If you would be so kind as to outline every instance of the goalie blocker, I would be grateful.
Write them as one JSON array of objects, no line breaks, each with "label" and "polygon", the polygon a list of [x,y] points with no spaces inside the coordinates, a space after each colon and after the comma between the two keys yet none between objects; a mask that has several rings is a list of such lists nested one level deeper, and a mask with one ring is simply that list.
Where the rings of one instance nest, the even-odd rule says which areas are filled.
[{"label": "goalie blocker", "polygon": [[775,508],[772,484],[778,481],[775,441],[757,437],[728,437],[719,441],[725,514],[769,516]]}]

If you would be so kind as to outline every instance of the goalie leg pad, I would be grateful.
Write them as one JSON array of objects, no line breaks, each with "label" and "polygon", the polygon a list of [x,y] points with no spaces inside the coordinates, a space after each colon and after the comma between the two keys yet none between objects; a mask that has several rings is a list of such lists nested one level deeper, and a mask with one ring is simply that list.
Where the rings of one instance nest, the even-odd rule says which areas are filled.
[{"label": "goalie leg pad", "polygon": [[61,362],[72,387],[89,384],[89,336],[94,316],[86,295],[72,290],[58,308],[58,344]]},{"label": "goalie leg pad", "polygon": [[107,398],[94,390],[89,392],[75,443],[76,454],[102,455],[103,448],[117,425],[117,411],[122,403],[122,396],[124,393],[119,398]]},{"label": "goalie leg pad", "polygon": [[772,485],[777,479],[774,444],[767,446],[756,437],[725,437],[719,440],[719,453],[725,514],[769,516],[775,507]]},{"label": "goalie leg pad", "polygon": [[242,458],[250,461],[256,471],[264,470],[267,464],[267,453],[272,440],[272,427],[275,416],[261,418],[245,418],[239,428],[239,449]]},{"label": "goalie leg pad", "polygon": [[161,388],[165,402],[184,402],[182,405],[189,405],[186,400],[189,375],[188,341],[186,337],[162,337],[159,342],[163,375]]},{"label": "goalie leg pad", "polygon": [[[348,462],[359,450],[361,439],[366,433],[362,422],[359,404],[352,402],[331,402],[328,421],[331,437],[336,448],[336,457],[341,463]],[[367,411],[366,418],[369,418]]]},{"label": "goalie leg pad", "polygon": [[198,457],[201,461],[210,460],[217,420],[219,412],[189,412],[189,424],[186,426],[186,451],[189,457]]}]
*****
### Description of the task
Line by line, please copy the records above exactly.

### Solution for this exercise
If you would be so kind as to outline every instance of the goalie blocker, I would be grateful.
Write them as one JSON array of objects, no line breaks, each with "label" and "polygon", the polygon a list of [x,y] points with no spaces inside the coordinates, a space after each colon and after the comma between the two keys yet none between objects; a mask that has several rings is a list of such lists nested one level deeper, and a mask with one ring is simply that list.
Where the rings of one instance nest, the even-odd rule says which areas are filled.
[{"label": "goalie blocker", "polygon": [[775,508],[772,484],[778,481],[775,441],[757,437],[728,437],[719,441],[725,514],[769,516]]}]

If you would be so kind as to outline every instance of the goalie leg pad, I would be grateful.
Write them as one JSON array of objects, no line breaks, each with "label" and "polygon", the polygon a list of [x,y] points with no spaces inside the coordinates, a space after each colon and after the comma between the two keys yet none between objects; a mask that has several rings is a list of such lists nested one level deeper, and a mask with one ring is simply that list.
Where the rings of one instance nest, the even-odd rule says which areas are filled.
[{"label": "goalie leg pad", "polygon": [[61,362],[72,387],[89,384],[89,336],[94,316],[86,295],[72,290],[58,308],[58,344]]},{"label": "goalie leg pad", "polygon": [[107,398],[94,390],[89,392],[75,443],[76,454],[102,455],[103,448],[117,425],[117,411],[122,403],[122,396],[124,393],[119,398]]},{"label": "goalie leg pad", "polygon": [[772,485],[777,479],[774,444],[767,446],[756,437],[725,437],[719,440],[719,453],[725,514],[769,516],[775,507]]},{"label": "goalie leg pad", "polygon": [[242,458],[250,461],[256,471],[264,470],[267,464],[267,453],[272,440],[272,427],[275,416],[261,418],[245,418],[239,428],[239,449]]},{"label": "goalie leg pad", "polygon": [[161,388],[165,402],[184,402],[182,405],[189,405],[186,400],[189,375],[188,341],[186,337],[162,337],[159,342],[163,375]]},{"label": "goalie leg pad", "polygon": [[[348,462],[359,450],[361,439],[366,433],[362,422],[359,404],[352,402],[331,402],[328,421],[331,437],[336,448],[336,457],[341,463]],[[367,411],[366,418],[369,418]]]},{"label": "goalie leg pad", "polygon": [[198,457],[201,461],[210,460],[217,420],[219,412],[189,412],[189,424],[186,426],[186,451],[189,457]]}]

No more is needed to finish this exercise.